------ Provided data

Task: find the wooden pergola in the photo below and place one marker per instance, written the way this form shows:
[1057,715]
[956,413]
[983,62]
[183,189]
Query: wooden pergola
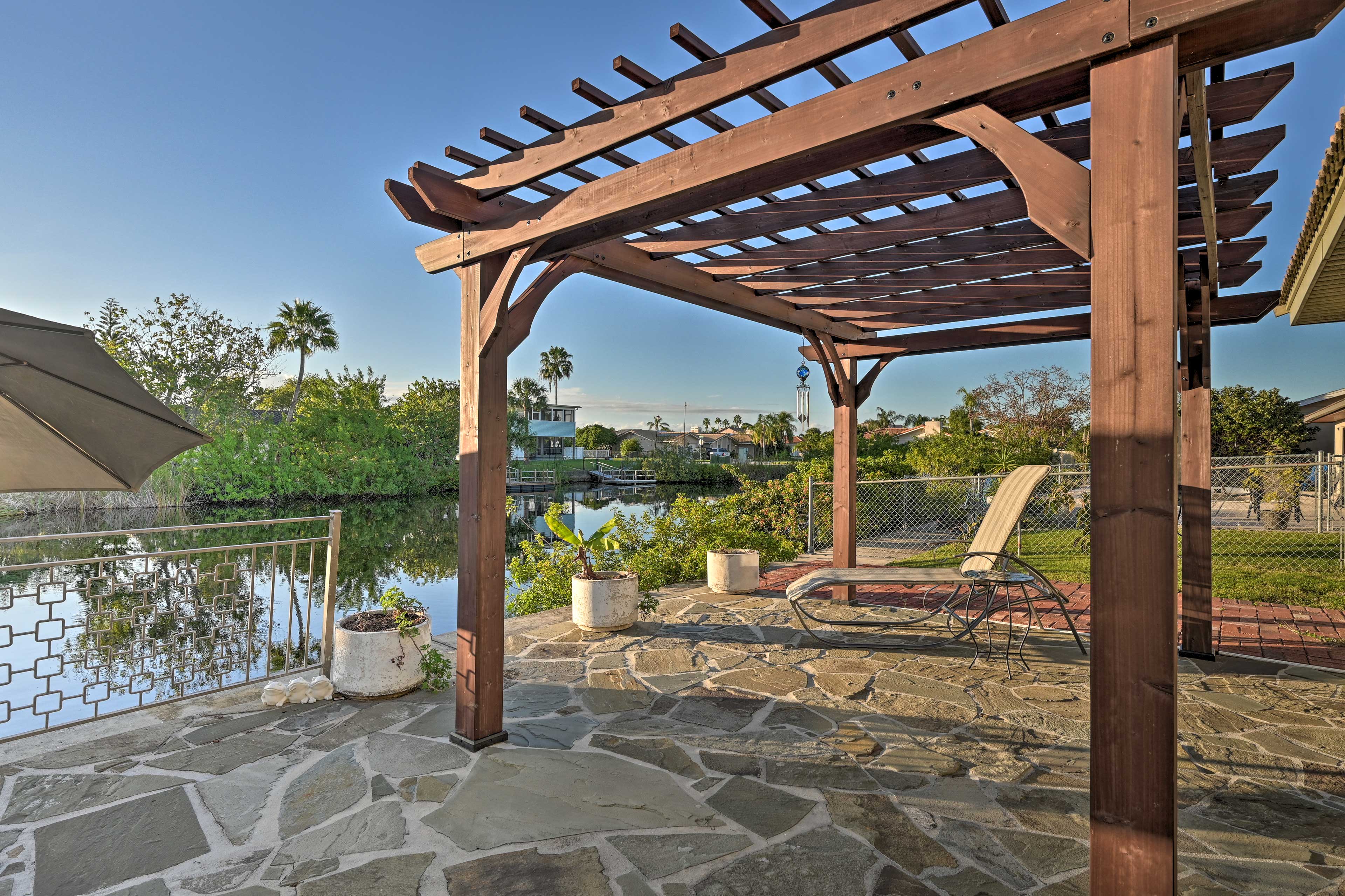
[1148,236]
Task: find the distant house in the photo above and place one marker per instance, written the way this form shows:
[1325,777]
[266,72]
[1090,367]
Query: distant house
[555,430]
[1327,412]
[910,434]
[649,439]
[732,443]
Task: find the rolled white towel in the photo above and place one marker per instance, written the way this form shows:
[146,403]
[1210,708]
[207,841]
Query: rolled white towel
[298,692]
[274,695]
[322,688]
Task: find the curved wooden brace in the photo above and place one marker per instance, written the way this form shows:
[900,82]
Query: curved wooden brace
[1058,189]
[525,309]
[496,309]
[865,387]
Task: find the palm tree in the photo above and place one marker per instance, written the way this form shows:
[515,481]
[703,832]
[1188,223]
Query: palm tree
[888,419]
[302,326]
[970,401]
[526,395]
[557,365]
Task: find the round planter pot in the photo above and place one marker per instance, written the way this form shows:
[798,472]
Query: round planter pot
[607,603]
[365,662]
[733,571]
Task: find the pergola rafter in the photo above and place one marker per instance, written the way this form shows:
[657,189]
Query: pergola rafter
[1145,236]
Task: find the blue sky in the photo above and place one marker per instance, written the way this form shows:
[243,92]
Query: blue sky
[237,152]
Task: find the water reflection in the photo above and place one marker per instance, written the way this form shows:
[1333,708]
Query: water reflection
[120,633]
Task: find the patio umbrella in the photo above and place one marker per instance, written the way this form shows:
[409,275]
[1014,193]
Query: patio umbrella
[72,419]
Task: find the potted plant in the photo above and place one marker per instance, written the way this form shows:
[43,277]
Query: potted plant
[599,600]
[733,571]
[387,653]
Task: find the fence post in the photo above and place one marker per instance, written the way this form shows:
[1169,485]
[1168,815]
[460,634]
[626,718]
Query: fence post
[330,591]
[1321,471]
[810,515]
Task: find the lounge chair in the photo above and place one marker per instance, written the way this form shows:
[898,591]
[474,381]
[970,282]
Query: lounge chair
[986,553]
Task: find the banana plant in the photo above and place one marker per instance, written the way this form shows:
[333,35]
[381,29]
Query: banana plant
[598,541]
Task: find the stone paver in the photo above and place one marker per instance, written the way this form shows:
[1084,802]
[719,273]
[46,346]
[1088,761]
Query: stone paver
[528,872]
[676,750]
[107,847]
[524,795]
[760,809]
[227,755]
[403,757]
[37,797]
[391,876]
[334,784]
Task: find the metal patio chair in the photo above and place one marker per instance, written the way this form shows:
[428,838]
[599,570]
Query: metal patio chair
[985,555]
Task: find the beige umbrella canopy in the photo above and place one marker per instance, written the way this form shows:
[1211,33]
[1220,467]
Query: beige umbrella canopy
[72,419]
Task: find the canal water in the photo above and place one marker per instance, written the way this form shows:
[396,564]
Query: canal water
[83,635]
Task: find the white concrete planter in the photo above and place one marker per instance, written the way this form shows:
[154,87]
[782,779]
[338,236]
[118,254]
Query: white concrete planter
[733,571]
[607,603]
[365,662]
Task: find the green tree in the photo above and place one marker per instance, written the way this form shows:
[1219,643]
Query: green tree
[428,414]
[596,436]
[1255,422]
[302,326]
[195,360]
[525,396]
[557,365]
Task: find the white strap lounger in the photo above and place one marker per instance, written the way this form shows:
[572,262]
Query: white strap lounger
[986,552]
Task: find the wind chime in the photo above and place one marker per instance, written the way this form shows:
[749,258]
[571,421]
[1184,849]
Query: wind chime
[802,403]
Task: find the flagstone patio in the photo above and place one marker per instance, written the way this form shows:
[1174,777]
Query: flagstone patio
[709,751]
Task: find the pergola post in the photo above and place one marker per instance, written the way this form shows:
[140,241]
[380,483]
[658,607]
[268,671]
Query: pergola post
[845,477]
[1134,481]
[1198,536]
[482,523]
[1198,583]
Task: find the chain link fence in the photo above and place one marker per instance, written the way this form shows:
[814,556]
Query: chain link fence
[1280,524]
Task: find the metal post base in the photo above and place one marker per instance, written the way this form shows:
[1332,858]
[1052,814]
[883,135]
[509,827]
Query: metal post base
[477,746]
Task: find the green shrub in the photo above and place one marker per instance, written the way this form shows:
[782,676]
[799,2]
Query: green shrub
[660,549]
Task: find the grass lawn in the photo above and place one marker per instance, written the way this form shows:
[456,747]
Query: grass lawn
[1254,566]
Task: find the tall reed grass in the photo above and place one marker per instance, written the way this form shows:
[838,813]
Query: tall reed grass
[170,486]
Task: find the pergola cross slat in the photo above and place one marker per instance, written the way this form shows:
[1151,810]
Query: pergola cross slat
[1145,236]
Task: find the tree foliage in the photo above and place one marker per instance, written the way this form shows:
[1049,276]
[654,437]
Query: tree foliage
[1255,422]
[1043,406]
[302,326]
[596,436]
[194,360]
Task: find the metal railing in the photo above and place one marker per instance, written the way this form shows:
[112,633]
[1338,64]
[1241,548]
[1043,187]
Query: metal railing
[1280,523]
[616,474]
[140,617]
[516,477]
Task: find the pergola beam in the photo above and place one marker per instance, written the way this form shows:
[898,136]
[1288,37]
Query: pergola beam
[1225,311]
[1230,103]
[803,139]
[830,32]
[435,190]
[975,247]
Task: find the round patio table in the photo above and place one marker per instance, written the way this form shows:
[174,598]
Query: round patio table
[988,586]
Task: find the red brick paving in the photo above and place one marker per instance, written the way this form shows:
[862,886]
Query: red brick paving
[1309,635]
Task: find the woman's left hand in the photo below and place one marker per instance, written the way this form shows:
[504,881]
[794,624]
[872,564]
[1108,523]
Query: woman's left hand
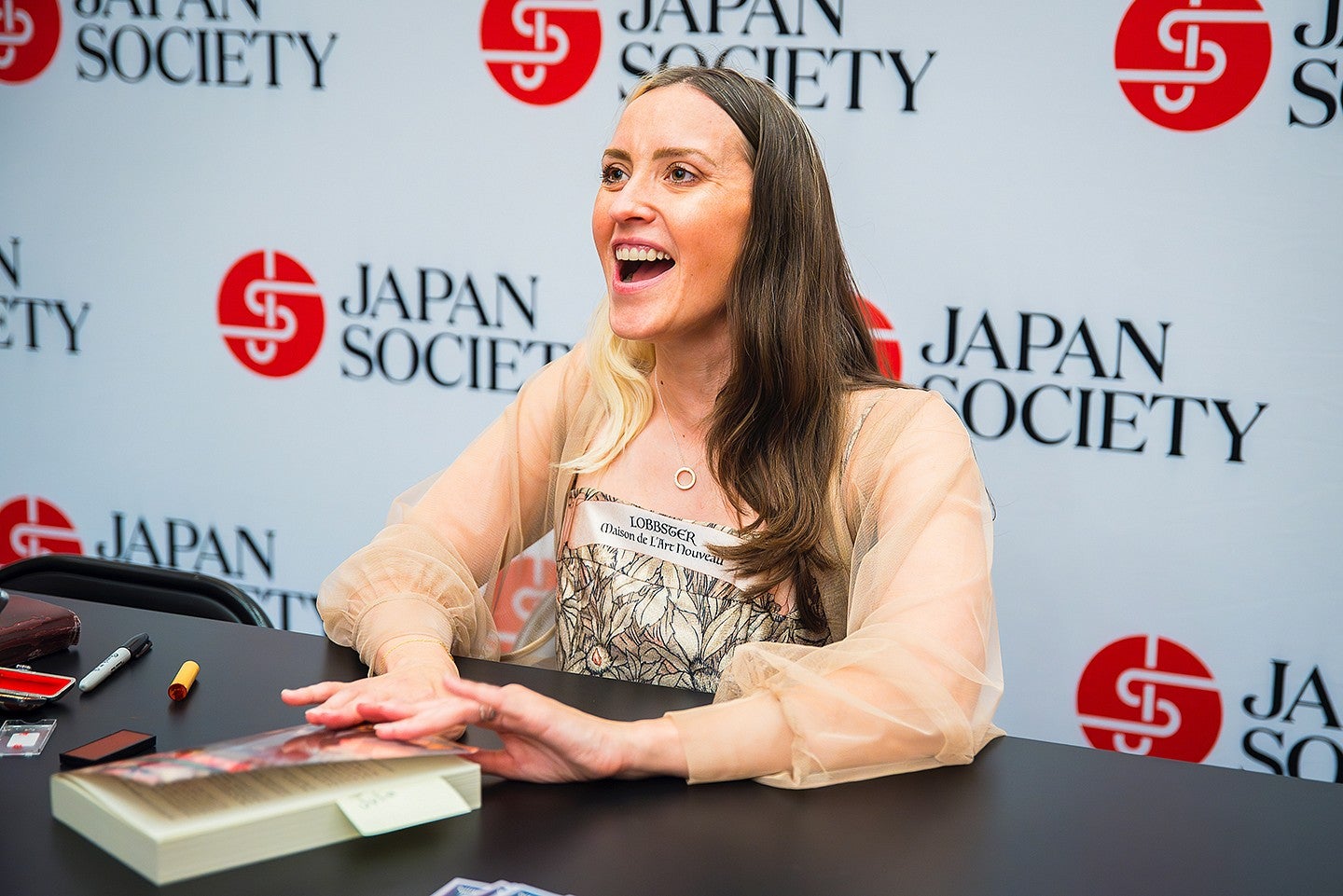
[544,740]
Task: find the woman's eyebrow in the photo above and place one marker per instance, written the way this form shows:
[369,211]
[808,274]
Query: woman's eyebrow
[666,152]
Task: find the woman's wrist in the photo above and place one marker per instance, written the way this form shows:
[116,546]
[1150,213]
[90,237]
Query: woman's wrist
[415,652]
[652,747]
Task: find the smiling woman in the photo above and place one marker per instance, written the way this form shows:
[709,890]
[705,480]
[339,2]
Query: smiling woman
[741,503]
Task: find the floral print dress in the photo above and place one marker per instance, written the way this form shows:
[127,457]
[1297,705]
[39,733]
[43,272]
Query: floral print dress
[643,600]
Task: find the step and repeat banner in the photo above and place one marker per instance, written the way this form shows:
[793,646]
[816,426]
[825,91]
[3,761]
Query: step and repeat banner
[263,265]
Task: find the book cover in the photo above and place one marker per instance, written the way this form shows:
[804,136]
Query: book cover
[180,814]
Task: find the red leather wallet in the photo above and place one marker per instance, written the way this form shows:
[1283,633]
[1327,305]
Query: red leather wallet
[31,627]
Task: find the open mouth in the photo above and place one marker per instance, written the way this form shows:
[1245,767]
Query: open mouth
[637,264]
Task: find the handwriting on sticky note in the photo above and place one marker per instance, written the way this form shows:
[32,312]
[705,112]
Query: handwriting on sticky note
[378,811]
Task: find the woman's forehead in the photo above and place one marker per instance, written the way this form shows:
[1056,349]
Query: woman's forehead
[678,116]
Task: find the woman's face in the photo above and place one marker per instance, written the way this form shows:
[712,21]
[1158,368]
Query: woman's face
[671,216]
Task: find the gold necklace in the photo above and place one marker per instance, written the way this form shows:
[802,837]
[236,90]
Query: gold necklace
[681,482]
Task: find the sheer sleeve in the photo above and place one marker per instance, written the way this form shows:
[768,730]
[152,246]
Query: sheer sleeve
[429,575]
[916,677]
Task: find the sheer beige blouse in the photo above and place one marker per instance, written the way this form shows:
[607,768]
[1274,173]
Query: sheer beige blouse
[912,677]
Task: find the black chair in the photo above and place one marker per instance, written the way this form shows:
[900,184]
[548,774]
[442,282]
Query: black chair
[128,585]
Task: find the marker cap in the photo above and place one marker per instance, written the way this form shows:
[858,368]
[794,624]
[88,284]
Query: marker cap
[186,677]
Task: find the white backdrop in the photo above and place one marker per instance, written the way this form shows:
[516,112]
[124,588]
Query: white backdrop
[1007,170]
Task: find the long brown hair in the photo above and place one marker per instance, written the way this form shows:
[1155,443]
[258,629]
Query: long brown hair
[799,344]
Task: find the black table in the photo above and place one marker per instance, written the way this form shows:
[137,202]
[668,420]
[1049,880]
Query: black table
[1026,819]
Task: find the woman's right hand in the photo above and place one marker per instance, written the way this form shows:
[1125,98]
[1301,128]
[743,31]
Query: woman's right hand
[414,680]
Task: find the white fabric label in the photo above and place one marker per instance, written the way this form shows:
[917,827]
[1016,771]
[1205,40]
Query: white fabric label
[622,526]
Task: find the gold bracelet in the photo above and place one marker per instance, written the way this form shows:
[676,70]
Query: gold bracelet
[388,652]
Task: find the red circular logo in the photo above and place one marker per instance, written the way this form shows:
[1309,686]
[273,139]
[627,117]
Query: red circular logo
[270,313]
[31,527]
[542,51]
[528,581]
[1153,697]
[1193,64]
[28,34]
[888,348]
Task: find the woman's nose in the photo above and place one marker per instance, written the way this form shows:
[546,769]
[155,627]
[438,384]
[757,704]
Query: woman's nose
[632,201]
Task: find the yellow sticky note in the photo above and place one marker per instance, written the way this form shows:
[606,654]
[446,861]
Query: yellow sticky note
[414,802]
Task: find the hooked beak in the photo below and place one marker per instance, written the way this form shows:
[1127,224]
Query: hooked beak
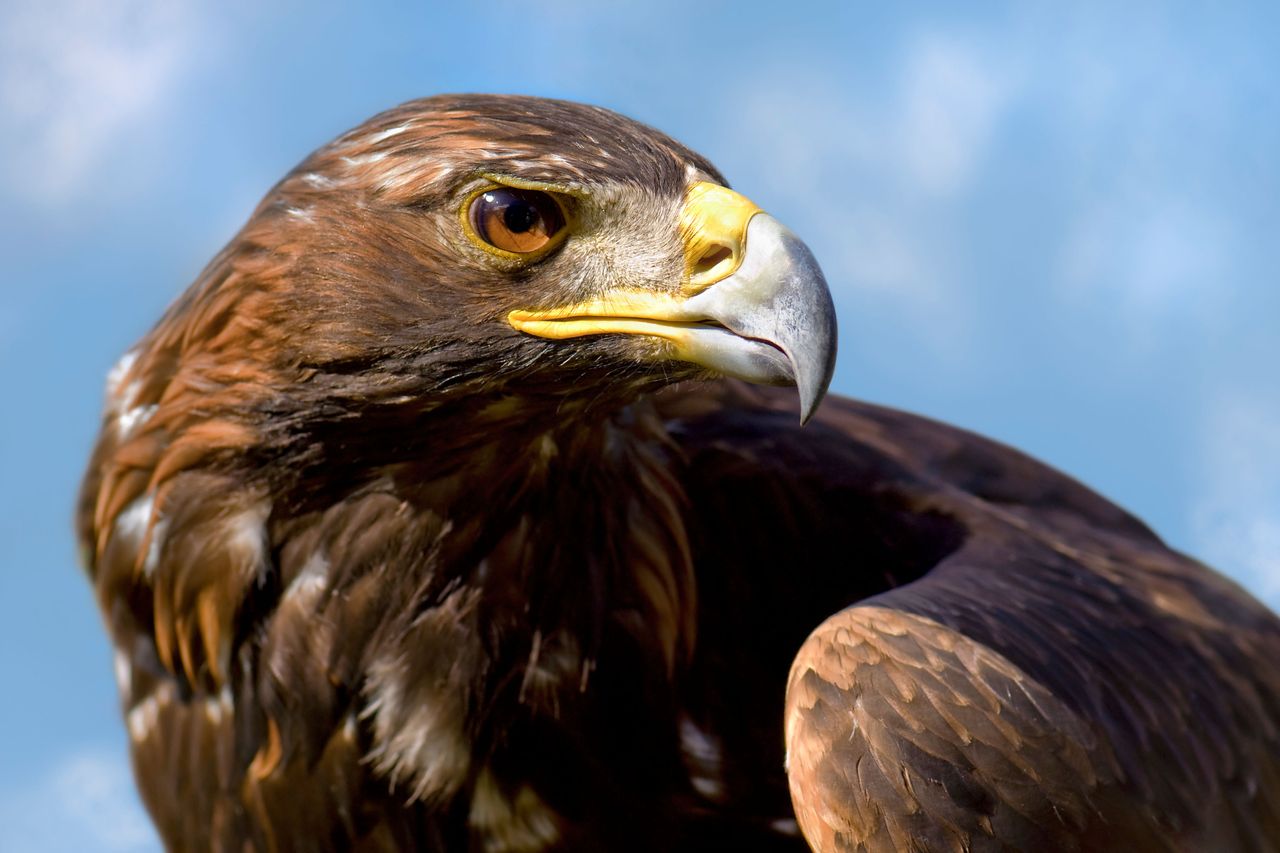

------------

To be done: Write out exactly the lines from the line holding "Task: find the red circular" through the last line of the records above, inclusive, and nothing more. Leave out the pictures.

Task result:
Task: find the red circular logo in the photo above and place one marker per instance, written the way this form shows:
[1309,686]
[273,139]
[627,117]
Query: red circular logo
[270,313]
[31,527]
[542,51]
[528,581]
[1153,697]
[1193,64]
[28,34]
[888,348]
Task: find the woman's nose in the photo above and place one marker per instance, written the way this form shows:
[546,769]
[155,627]
[438,384]
[757,704]
Query: woman's nose
[632,201]
Task: find the yellow sticky note in the photo above and place one marker per instance, written the way this form shows:
[606,654]
[446,861]
Query: yellow sticky note
[414,802]
Task: find the hooked beak in the photo below and place one marker per instance, written the way this form shows:
[1127,224]
Query: hooked beak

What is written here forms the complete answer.